■ **Records from a data source**:
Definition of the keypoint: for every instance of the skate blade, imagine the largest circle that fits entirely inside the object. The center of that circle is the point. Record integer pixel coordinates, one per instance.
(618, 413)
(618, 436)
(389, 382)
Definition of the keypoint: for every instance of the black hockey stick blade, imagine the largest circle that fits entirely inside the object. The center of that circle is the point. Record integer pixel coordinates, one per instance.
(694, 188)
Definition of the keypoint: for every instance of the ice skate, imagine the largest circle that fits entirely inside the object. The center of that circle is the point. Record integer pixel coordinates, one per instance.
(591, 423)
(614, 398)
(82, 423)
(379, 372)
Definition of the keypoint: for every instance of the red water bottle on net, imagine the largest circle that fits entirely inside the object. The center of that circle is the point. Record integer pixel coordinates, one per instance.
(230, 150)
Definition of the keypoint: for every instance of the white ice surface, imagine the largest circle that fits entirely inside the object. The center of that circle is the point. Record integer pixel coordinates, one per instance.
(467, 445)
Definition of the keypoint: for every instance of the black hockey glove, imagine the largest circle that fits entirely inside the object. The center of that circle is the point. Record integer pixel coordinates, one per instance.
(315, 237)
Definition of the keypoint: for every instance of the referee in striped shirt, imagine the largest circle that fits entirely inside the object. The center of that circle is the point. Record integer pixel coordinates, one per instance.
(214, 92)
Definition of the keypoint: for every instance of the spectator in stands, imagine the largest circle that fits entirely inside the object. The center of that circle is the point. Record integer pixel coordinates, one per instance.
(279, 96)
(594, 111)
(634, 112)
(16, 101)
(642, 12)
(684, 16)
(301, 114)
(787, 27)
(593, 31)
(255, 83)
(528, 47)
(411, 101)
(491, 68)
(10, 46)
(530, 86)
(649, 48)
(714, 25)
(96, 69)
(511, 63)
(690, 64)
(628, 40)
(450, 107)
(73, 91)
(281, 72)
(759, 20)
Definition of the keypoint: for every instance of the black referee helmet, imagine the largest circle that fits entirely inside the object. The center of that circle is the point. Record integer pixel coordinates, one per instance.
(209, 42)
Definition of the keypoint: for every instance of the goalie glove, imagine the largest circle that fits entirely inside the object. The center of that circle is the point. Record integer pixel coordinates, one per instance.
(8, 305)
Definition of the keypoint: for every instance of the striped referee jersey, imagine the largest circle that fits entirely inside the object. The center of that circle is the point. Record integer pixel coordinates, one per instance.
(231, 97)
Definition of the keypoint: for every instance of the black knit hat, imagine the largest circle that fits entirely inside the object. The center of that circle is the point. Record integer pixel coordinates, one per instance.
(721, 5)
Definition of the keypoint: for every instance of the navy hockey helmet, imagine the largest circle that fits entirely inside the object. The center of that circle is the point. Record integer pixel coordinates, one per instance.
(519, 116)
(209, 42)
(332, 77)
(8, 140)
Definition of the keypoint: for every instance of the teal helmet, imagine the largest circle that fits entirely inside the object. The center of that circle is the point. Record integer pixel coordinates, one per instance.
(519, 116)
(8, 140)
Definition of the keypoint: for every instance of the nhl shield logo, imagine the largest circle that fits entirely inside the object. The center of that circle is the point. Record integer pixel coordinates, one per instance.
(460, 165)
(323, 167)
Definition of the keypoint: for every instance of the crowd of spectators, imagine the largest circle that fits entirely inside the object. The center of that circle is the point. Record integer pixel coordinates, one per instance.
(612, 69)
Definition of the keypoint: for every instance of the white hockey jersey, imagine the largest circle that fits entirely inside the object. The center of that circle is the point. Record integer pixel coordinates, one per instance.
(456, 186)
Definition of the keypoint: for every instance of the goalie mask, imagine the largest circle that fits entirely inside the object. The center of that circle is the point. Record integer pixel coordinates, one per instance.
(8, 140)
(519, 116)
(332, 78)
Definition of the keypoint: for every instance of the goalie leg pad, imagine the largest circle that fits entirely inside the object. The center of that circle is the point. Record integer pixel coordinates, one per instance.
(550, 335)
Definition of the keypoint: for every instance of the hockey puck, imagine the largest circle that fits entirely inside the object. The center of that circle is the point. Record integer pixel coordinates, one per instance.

■ **GOAL**:
Reproduce every line of the data above verbatim, without any changes.

■ **SOLVED EXERCISE**:
Definition of the keypoint: for every instance of the skate blade, imagine the largest circle that fits entirely inside the object. The center of that circle is the point. Record integer pixel coordinates, one per instance.
(618, 413)
(618, 436)
(389, 382)
Definition of the keypoint: for every instance of the black hockey stick blade, imagine the largest circle that fits entirely inside the object. The center of that circle is the point. Record integer pixel coordinates, one per instance.
(694, 188)
Definition of the keypoint: for every instance of the ice skate, imagine the largest circle that fits entirely inside the object. The center of that circle is the point. Record integer pixel coordinates, one per instance.
(591, 423)
(614, 398)
(82, 423)
(379, 372)
Definition of the keypoint: for every instance of the red water bottle on net, imagine the largest circle that fits entirely inside the object. The center of that circle is the point. Record integer pixel coordinates, one per instance.
(230, 150)
Definition of the keypoint: for every instance of the white ice surface, imagine the largest circle that fits entirely inside the object. The center of that circle is the point. Record integer pixel coordinates, one per instance.
(467, 445)
Definition of the keypoint: for every instance of the black hockey glove, imagine the largest circle that fits entirely inside the object. The center of that circle is the point. Record integer pixel coordinates, one per instance.
(315, 237)
Definition of the keypoint: for every instance of the referee in striped shirt, imagine the largest circle that fits entirely inside the object. The center of that circle is the point. Record integer pixel coordinates, one per instance.
(214, 92)
Definition of the keypoint: for every instance of the spectator in stands, imagine the largest circle that fits entirely inside the object. The center of that circle is the point. Record integer pixel coordinates, one per instance.
(279, 96)
(594, 111)
(634, 112)
(16, 101)
(642, 12)
(684, 16)
(301, 114)
(787, 27)
(593, 31)
(255, 83)
(528, 47)
(411, 101)
(491, 68)
(10, 46)
(530, 86)
(649, 48)
(714, 25)
(96, 69)
(511, 63)
(690, 64)
(628, 40)
(450, 107)
(73, 91)
(281, 72)
(759, 20)
Definition of the keypoint: for every instance of the black referee helmet, imagine the largest circle that fits entirely inside the object. The center of that circle is the point. Record integer pixel coordinates, one per instance.
(209, 42)
Definition of the keypoint: for every instance of the goalie glove, imagine the largest circle that fits entirely inside the object. The center of that circle is the point. Record integer pixel coordinates, one per instance.
(8, 305)
Definition of the keypoint: for every instance of the striped referee jersey, imagine the largest circle that fits entirely inside the object. The center of that circle is the point. Record integer pixel coordinates, one per instance.
(231, 97)
Definition of the keypoint: for every instance of the black knit hat, imagine the largest circle that fits entirely inside the object. The center of that circle is the point. Record integer pixel coordinates, one per instance.
(721, 5)
Definition of the keypoint: for every instance of the navy hockey helmet, imagine the largest circle that fits entirely inside the object. The center of that circle is the point. Record integer pixel coordinates, one per instance.
(519, 116)
(209, 42)
(332, 77)
(8, 140)
Definition of the keypoint: for every instance of the teal helmet, imagine the largest circle that fits entirely inside the object. The center of that circle is the point. Record integer pixel coordinates, one per instance.
(519, 116)
(8, 140)
Definition of the keypoint: for every instance of the nhl shield logo, imagine the largest circle that fits entirely inside the object. The center of that circle is the point. Record integer pixel coordinates, one per instance.
(460, 165)
(323, 167)
Definition of the keypoint: for every instance of the crowd of spectators, imagine the largest circle that fits entirely inside the object. The center of that circle is the point. Record integer pixel coordinates, one per instance.
(612, 69)
Definition of the keypoint: for every instance of the white hockey jersey, imagine the largest circle that fits entirely inside the object. The center of that circle is the point. Record integer pixel coordinates, one per instance.
(456, 186)
Definition of the keypoint: for every instance of the goalie mask, imagine the largest circle that fits entirely inside the object. The center of that circle is the point. Record integer pixel coordinates, one per instance.
(8, 140)
(519, 116)
(332, 78)
Definition of the keypoint: for every instance of the goalie leg pad, imagine the largest circle that fits entirely inside the object. The center of that circle is the point. Record integer pixel coordinates, one per instance.
(550, 335)
Definition of the keypoint: for every instance of the hockey puck, imagine the largest circle that fits entirely inside the object. The center of that circle is the point. Record integer pixel coordinates, one per instance.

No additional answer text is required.